━━━━━ Material to process ━━━━━
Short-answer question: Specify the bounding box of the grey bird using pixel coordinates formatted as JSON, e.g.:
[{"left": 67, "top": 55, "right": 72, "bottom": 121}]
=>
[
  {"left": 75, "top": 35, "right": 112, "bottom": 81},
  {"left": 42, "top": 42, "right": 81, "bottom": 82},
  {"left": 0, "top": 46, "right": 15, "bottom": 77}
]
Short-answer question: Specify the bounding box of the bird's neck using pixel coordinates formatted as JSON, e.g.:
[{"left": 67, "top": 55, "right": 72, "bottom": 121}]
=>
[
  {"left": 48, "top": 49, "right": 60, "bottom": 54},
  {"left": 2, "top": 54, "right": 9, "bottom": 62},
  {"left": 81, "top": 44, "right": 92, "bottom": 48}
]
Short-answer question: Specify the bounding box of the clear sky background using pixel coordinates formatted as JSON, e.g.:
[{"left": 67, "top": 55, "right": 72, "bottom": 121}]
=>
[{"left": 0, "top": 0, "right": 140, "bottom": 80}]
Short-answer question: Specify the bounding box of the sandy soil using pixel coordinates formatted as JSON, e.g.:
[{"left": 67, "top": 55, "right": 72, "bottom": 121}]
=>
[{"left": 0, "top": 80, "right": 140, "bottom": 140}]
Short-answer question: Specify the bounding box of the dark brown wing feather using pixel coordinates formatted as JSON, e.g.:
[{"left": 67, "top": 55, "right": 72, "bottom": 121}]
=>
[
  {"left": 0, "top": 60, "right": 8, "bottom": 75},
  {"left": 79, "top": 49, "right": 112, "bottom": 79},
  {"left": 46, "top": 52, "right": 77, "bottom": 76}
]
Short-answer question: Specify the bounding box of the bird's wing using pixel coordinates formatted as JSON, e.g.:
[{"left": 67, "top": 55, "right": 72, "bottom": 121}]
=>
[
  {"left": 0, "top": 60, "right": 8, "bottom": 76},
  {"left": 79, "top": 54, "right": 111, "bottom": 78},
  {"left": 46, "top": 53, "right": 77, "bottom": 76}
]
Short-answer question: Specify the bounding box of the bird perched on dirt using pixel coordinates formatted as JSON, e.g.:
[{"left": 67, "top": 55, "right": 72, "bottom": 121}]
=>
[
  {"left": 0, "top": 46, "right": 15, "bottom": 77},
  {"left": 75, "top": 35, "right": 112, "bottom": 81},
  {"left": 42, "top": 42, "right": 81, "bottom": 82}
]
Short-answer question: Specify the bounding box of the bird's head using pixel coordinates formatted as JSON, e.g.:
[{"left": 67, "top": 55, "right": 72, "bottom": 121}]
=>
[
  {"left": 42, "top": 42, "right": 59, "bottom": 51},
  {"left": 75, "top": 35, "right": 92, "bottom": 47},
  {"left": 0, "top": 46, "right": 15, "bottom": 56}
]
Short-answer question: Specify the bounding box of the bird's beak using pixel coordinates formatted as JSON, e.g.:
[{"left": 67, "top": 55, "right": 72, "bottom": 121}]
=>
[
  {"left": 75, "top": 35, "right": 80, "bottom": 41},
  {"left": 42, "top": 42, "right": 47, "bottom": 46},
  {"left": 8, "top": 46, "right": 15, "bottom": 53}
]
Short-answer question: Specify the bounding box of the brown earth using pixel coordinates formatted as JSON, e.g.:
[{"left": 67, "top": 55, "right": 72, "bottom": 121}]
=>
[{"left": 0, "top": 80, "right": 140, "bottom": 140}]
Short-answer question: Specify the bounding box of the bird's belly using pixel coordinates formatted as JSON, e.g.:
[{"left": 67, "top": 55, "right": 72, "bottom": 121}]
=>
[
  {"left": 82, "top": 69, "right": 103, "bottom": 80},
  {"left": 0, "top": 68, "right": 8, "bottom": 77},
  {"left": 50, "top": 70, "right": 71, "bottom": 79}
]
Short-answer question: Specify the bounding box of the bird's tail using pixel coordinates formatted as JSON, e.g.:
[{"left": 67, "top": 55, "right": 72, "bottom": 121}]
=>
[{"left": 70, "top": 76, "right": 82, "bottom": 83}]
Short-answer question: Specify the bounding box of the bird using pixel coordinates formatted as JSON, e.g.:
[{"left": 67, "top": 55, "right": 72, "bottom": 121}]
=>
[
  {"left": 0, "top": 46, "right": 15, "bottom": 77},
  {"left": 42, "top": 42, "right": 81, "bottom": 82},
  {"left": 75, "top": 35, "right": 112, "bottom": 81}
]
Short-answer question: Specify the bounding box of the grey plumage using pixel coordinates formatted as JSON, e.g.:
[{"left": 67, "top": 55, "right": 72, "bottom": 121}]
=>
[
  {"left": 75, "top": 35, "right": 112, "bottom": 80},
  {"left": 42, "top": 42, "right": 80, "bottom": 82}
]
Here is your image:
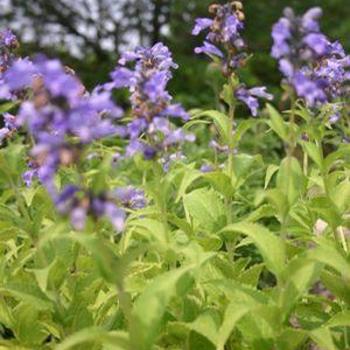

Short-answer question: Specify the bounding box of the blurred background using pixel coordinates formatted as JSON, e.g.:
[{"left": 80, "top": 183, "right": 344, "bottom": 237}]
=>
[{"left": 0, "top": 0, "right": 350, "bottom": 108}]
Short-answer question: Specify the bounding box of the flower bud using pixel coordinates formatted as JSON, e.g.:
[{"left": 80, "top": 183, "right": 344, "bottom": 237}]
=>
[{"left": 209, "top": 4, "right": 220, "bottom": 14}]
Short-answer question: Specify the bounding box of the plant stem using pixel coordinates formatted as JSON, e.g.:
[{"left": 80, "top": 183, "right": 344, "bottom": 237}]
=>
[{"left": 153, "top": 161, "right": 170, "bottom": 243}]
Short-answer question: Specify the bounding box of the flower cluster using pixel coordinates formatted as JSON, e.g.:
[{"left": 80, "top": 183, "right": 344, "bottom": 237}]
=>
[
  {"left": 55, "top": 185, "right": 146, "bottom": 232},
  {"left": 192, "top": 1, "right": 273, "bottom": 117},
  {"left": 4, "top": 53, "right": 142, "bottom": 231},
  {"left": 104, "top": 43, "right": 194, "bottom": 159},
  {"left": 0, "top": 113, "right": 17, "bottom": 142},
  {"left": 192, "top": 1, "right": 245, "bottom": 75},
  {"left": 272, "top": 7, "right": 350, "bottom": 107},
  {"left": 7, "top": 57, "right": 121, "bottom": 198}
]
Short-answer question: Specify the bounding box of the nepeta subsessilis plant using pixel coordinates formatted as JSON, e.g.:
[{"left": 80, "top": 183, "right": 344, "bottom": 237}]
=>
[
  {"left": 0, "top": 1, "right": 350, "bottom": 350},
  {"left": 192, "top": 1, "right": 273, "bottom": 117},
  {"left": 6, "top": 57, "right": 145, "bottom": 231},
  {"left": 272, "top": 7, "right": 350, "bottom": 107},
  {"left": 104, "top": 43, "right": 194, "bottom": 159}
]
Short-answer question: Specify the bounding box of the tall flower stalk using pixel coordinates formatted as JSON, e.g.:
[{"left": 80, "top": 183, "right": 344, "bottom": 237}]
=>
[
  {"left": 103, "top": 43, "right": 194, "bottom": 241},
  {"left": 192, "top": 1, "right": 273, "bottom": 222}
]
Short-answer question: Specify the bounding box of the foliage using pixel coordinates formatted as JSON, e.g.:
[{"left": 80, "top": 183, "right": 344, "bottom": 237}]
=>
[{"left": 0, "top": 4, "right": 350, "bottom": 350}]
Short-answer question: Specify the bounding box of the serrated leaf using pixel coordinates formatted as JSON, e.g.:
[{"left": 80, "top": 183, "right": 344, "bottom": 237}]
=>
━━━━━
What is expected: Reproduce every line from the one containing "Short-answer question: Specify the bounding box of the foliage" through the end of the entries, adjusting each coordinate in the answers by -134. Leave all other text and the sample coordinates unchanged.

Reply:
Short-answer question: Specify the bounding box of the foliage using pixel coordinates formatted as JSON, e.g.:
[{"left": 80, "top": 183, "right": 344, "bottom": 237}]
=>
[{"left": -134, "top": -130, "right": 216, "bottom": 216}]
Short-answer question: Specify the bounding box of the serrated leaf using pixel coordinates formatted as JSON, e.g.:
[{"left": 80, "top": 183, "right": 344, "bottom": 237}]
=>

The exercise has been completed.